• Input:
· · · · ·

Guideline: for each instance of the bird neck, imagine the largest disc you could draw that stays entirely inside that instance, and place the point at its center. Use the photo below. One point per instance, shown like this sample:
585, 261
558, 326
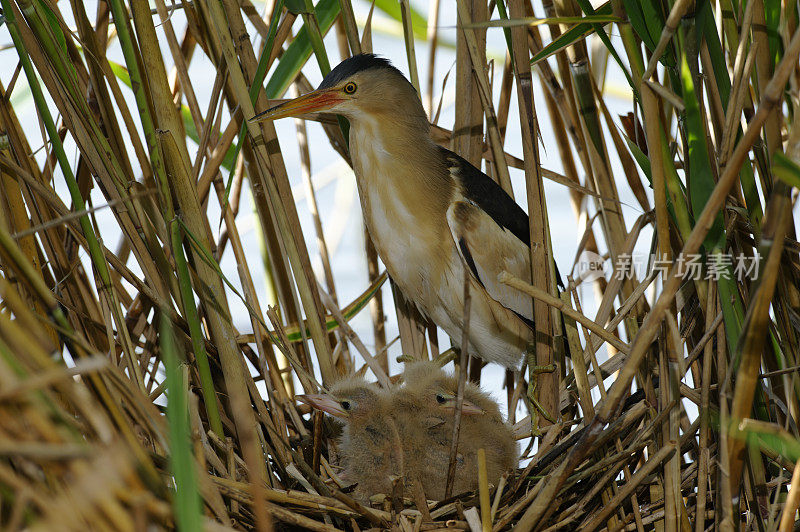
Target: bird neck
396, 147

· · · · ·

• Goal: Write out the data above line for line, without changing anything, and leave out the pictures.

• Correct result:
Guideline: for each instance of the bird neck, imagine the largest disc you could draw that stays entirely inside that instance, and place the point at its center. Use the photo below. One point per instance, shown like this sample:
585, 261
558, 326
Target: bird neck
396, 147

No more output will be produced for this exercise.